[Excerpted text — start]

Emelie uppmärksammas av Lesmills på internationella kvinnodagen
8 mar, 21:10 0 kommentarer
Emelie Roslund Grönlund (Sweden)
My relationship with exercise hasn’t always been great. I was born with something called fibula hemimelia, meaning I was missing a fibula. My leg was also underdeveloped and shorter than the other, and because of the missing fibula I had a malformed ankle and foot. During my childhood it was hard to keep up physically with the other children and I hated everything to do with sports and exercise.
After several years of surgery, in November 2016 I made the decision to have my foot amputated. This significantly increased my ability to be more active, but I retained the mindset that exercise was boring, strenuous, had nothing to offer me. In PE we were given an assignment to come up with our own workout routine to do at home for a couple of weeks. I was unmotivated and didn’t know what to do, so my mom encouraged me to accompany her to the group fitness classes she attended. At first I was skeptical, but decided to give it a go, with BODYPUMP™ and BODYSTEP™ being the first programs I tried. I fell in love with the workouts, the music, the overall feeling of being connected to the other participants and the Instructor. After the assignment ended I found myself wearing workout clothes all day, just waiting to attend evening classes.
After the pandemic, some of our Instructors retired and the gym manager asked if I wanted to become a teacher. At first I wasn’t sure I’d be fit enough, but eventually decided to give it a go. I’d experienced first-hand how much impact Instructors can have on people, and thought it would be incredible if I could have a positive influence on people too. I decided to train in LES MILLS TONE™ as it’s a really fun and inclusive program and has all the elements you need: strength, cardio, balance, coordination etc. while at the same time offering many alternatives.

[Excerpted text — finish]

Work request 1:
Rewrite the paragraph beginning "My relationship with exercise hasn't always been great" from the profile of Emelie Roslund Grönlund as a short bulleted list that keeps its main facts.
Work request 2:
Retype the stretch of the profile of Emelie Roslund Grönlund from "After several years" through "attend evening classes." without any changes.

[Study material — start]

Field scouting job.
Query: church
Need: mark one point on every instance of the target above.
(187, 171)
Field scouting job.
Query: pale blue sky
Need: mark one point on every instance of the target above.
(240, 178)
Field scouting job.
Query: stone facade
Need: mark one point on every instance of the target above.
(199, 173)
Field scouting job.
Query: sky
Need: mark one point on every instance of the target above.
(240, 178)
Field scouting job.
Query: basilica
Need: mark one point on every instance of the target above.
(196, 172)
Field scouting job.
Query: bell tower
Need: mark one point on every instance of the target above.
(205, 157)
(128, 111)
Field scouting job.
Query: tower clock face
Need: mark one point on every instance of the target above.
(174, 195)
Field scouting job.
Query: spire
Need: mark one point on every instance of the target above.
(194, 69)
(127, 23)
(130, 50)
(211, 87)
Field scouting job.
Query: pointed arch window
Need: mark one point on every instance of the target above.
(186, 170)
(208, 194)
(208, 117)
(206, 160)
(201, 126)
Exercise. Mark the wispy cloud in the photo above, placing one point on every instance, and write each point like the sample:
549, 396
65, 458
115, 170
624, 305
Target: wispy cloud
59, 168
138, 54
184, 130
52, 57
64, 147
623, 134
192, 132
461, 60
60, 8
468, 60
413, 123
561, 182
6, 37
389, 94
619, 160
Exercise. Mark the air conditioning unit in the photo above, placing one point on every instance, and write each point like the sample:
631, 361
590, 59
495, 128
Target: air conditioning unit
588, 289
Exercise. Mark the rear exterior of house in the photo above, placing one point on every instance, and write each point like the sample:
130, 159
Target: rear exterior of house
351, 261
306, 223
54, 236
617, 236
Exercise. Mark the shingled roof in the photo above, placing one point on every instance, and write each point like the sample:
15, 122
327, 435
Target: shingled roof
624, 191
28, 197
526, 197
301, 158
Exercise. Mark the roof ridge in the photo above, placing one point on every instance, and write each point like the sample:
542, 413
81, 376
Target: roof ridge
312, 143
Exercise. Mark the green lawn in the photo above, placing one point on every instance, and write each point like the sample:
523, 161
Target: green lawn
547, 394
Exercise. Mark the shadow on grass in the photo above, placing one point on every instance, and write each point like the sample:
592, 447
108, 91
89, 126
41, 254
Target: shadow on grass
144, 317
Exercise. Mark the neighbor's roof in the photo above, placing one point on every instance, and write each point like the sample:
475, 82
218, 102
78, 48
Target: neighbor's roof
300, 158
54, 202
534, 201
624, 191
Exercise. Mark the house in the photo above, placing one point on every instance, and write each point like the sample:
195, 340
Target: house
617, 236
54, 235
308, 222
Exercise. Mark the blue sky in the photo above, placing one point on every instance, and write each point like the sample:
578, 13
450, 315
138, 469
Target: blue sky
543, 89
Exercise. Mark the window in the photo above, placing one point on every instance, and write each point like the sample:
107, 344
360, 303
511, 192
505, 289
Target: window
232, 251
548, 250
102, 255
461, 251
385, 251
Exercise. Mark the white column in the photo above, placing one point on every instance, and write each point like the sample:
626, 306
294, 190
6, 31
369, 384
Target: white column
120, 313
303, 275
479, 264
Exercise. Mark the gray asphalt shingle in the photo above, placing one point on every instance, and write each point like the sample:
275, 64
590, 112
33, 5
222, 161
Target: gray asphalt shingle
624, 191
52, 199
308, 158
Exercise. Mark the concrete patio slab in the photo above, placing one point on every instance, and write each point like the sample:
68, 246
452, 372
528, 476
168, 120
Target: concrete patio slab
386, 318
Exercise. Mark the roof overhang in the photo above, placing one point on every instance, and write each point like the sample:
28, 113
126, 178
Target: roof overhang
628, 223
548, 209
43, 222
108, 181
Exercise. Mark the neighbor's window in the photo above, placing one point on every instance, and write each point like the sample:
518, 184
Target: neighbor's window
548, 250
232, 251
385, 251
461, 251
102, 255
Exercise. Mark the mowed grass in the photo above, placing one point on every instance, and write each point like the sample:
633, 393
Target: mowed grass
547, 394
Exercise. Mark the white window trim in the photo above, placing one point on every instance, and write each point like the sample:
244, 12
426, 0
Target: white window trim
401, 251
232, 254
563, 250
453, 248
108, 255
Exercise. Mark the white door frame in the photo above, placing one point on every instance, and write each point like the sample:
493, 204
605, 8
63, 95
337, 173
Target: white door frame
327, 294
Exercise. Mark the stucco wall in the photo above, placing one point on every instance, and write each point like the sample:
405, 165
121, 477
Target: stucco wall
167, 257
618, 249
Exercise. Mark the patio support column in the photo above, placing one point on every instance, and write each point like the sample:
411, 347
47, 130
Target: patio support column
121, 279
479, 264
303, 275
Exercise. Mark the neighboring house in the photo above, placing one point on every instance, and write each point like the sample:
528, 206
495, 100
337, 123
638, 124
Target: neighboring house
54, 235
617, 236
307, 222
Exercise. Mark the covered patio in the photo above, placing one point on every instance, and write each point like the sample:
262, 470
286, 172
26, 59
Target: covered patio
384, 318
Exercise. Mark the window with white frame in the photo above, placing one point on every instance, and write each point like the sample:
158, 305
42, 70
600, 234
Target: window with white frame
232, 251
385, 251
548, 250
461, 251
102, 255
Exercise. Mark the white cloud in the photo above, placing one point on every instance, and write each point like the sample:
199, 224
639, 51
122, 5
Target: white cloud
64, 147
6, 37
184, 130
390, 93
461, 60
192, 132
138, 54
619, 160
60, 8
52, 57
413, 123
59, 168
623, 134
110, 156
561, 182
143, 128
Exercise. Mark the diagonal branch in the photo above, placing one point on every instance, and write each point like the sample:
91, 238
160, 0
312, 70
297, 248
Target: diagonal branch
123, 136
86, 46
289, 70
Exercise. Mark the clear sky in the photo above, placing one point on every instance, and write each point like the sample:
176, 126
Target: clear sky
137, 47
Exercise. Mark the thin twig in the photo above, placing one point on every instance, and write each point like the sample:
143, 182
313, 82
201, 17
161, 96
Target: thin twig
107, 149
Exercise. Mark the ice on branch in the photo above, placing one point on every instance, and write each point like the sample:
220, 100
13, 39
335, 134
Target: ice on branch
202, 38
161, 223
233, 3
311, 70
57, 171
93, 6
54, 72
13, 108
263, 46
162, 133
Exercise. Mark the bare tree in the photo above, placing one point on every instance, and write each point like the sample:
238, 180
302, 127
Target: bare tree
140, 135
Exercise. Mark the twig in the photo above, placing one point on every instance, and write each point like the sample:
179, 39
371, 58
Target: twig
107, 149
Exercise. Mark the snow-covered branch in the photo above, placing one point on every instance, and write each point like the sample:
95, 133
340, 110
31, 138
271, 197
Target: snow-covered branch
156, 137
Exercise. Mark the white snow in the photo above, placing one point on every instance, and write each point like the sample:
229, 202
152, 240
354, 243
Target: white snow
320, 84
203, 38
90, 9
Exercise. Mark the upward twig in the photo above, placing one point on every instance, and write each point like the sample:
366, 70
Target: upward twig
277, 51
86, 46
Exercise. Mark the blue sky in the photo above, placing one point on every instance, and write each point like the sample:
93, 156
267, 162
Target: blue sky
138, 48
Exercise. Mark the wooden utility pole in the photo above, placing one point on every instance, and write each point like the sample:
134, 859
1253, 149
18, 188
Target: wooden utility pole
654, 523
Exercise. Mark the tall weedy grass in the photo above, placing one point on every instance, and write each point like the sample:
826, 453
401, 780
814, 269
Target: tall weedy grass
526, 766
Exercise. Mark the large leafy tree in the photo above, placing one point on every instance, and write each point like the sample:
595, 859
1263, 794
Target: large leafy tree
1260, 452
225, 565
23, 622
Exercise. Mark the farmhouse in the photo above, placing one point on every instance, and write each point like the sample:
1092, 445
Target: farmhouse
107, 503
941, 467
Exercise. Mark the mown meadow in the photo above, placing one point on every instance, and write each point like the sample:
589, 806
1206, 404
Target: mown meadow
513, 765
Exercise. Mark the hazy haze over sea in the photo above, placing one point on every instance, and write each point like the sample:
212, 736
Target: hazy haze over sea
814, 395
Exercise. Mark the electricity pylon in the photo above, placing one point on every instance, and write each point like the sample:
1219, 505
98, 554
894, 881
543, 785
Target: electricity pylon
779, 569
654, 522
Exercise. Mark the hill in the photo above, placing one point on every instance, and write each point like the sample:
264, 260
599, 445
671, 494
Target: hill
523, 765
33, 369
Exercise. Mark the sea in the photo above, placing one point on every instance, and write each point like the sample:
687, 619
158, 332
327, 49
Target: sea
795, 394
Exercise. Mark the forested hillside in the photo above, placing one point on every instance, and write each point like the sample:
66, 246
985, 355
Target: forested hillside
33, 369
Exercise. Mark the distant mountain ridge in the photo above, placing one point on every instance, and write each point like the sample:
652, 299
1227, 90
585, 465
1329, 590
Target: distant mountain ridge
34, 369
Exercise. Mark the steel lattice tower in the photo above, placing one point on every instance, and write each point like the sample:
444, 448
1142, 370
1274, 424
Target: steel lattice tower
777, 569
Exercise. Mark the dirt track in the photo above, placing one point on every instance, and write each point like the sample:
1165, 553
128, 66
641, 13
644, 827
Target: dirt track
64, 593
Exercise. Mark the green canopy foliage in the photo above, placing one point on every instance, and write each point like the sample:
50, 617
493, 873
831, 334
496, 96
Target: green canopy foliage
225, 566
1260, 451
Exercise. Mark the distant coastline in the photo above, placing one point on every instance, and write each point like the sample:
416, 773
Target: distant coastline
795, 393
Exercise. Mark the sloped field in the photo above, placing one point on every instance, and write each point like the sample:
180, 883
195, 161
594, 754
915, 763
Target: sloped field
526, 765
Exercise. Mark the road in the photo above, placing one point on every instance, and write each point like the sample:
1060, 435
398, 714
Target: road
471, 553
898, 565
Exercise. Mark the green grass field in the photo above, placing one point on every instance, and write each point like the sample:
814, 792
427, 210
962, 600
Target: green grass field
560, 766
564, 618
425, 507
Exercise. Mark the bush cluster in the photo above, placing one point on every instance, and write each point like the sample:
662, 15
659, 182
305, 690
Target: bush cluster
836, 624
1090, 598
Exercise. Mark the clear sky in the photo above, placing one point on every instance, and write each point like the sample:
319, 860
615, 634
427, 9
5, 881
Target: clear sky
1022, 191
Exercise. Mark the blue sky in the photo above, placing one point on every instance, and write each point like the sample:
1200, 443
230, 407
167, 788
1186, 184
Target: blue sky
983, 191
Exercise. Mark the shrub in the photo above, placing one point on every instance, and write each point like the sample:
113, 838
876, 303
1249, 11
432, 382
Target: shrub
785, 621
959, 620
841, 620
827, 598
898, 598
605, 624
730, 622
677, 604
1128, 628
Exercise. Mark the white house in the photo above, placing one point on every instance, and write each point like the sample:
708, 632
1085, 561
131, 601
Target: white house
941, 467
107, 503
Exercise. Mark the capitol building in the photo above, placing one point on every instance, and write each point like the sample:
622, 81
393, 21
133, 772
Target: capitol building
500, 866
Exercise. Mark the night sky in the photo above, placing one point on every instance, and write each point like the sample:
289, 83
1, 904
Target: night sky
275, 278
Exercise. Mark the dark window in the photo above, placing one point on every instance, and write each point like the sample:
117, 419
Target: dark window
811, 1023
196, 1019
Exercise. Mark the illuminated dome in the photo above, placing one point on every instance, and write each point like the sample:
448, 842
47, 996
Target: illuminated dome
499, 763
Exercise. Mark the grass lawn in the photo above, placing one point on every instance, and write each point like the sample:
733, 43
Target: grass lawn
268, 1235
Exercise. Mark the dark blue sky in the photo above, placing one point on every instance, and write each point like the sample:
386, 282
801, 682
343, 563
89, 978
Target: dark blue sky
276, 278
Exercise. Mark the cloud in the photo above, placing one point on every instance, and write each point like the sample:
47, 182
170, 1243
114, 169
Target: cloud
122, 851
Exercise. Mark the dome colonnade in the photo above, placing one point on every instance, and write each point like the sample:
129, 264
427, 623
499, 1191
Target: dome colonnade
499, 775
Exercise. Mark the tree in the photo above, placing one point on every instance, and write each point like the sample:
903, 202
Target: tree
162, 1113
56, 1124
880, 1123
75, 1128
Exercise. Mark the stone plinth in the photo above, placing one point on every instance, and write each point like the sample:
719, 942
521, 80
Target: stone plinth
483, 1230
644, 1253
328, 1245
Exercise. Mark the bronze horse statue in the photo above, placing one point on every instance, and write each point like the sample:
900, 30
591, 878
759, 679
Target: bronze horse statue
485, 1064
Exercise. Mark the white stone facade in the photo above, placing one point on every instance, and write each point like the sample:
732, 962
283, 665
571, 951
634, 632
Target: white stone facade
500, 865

[Study material — finish]

Solution 1:
- Her relationship with exercise hasn't always been great.
- She was born with fibula hemimelia and was missing a fibula.
- Her leg was underdeveloped and shorter than the other, and her ankle and foot were malformed.
- As a child she found it hard to keep up physically with other children and hated sports and exercise.

Solution 2:
After several years of surgery, in November 2016 I made the decision to have my foot amputated. This significantly increased my ability to be more active, but I retained the mindset that exercise was boring, strenuous, had nothing to offer me. In PE we were given an assignment to come up with our own workout routine to do at home for a couple of weeks. I was unmotivated and didn’t know what to do, so my mom encouraged me to accompany her to the group fitness classes she attended. At first I was skeptical, but decided to give it a go, with BODYPUMP™ and BODYSTEP™ being the first programs I tried. I fell in love with the workouts, the music, the overall feeling of being connected to the other participants and the Instructor. After the assignment ended I found myself wearing workout clothes all day, just waiting to attend evening classes.